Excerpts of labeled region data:

==========

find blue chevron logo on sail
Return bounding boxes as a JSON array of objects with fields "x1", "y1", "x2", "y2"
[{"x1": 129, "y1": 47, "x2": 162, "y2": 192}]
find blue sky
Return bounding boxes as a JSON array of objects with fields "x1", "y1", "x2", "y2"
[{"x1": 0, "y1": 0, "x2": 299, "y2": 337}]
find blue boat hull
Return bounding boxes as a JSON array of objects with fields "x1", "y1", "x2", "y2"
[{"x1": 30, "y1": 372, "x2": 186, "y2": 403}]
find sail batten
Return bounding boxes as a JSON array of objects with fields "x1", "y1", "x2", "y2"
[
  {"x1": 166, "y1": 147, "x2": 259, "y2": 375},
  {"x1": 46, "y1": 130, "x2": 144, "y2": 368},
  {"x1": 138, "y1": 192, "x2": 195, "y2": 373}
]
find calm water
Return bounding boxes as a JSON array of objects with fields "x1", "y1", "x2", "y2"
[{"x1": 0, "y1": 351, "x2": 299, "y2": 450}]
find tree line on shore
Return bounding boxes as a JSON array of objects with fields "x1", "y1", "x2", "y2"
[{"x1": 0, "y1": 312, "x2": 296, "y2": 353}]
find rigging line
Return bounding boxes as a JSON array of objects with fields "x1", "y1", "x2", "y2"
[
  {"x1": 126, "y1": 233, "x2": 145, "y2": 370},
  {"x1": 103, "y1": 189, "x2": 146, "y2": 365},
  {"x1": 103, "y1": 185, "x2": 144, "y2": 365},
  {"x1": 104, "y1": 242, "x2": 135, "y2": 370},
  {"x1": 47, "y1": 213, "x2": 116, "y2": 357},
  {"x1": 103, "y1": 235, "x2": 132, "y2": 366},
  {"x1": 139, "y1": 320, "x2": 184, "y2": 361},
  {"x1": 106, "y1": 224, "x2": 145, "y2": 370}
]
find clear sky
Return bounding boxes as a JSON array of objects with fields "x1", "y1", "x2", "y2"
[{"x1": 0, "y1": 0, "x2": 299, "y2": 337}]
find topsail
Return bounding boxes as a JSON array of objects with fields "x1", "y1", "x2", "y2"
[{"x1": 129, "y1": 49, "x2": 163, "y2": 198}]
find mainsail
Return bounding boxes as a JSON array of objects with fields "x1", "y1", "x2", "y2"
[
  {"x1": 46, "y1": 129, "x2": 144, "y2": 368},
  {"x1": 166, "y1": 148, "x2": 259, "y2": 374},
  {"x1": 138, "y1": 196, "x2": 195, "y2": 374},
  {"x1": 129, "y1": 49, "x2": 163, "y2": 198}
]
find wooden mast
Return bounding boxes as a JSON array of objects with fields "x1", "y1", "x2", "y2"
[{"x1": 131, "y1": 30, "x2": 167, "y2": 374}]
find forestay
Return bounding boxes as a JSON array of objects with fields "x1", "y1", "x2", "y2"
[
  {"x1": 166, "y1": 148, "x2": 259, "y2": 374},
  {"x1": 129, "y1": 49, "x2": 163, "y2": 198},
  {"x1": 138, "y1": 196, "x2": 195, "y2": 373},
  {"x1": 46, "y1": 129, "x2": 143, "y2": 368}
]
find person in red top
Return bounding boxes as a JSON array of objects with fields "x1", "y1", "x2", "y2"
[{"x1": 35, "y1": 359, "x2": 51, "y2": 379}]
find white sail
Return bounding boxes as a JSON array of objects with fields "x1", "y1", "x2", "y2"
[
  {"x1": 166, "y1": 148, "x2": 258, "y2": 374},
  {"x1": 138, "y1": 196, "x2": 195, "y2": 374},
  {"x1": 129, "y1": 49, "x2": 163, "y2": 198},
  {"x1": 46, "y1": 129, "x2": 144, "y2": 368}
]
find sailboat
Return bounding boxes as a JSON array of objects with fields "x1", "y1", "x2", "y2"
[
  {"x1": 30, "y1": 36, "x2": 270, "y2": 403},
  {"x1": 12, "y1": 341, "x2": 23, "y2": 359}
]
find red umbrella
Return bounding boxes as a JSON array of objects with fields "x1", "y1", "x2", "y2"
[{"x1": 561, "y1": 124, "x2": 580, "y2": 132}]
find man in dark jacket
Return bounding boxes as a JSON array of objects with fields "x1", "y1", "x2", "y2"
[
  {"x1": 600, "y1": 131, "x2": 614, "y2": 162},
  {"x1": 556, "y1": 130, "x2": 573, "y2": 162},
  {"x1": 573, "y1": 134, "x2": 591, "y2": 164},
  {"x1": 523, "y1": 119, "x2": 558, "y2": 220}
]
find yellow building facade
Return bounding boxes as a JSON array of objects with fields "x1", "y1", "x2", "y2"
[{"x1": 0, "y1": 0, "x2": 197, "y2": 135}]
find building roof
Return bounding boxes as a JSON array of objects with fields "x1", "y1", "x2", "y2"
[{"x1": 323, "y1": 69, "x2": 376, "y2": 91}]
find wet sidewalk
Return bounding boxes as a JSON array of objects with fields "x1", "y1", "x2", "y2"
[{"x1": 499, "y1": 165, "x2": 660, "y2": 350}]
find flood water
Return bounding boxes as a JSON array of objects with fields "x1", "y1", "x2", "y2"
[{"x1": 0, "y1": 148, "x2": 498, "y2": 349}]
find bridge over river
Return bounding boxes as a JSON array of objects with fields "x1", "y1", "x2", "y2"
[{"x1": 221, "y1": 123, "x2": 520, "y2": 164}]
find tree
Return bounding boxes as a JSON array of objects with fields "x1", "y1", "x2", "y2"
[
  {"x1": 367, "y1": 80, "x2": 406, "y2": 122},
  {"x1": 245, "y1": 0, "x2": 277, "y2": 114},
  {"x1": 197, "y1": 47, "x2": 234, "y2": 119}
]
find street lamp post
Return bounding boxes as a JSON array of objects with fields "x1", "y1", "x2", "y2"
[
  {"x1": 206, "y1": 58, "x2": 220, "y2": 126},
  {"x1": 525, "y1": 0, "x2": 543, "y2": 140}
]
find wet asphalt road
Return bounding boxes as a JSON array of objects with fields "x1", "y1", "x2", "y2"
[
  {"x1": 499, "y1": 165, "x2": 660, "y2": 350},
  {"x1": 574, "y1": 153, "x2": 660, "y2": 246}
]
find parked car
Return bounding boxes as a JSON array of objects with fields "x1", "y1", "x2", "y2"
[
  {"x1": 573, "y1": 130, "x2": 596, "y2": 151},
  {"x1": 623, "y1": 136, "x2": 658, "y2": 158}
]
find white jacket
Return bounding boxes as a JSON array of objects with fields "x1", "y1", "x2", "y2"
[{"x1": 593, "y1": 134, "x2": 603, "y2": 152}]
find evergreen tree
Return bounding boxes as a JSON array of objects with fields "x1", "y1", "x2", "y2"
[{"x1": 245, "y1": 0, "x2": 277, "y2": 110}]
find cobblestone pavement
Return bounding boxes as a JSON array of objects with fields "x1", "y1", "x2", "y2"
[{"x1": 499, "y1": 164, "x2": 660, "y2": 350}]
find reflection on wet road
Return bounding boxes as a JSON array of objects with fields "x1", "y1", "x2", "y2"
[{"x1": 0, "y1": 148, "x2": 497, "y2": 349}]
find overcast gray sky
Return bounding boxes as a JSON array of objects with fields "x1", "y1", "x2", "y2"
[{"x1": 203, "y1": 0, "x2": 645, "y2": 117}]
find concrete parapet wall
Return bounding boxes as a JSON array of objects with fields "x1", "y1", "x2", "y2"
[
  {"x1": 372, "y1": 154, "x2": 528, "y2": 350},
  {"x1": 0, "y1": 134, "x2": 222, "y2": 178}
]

==========

_The request:_ Report each line in the records above that contains the word "road", treating uppercase and lowercase as different.

_Result of the exercise:_
find wet asphalt road
find reflection on wet road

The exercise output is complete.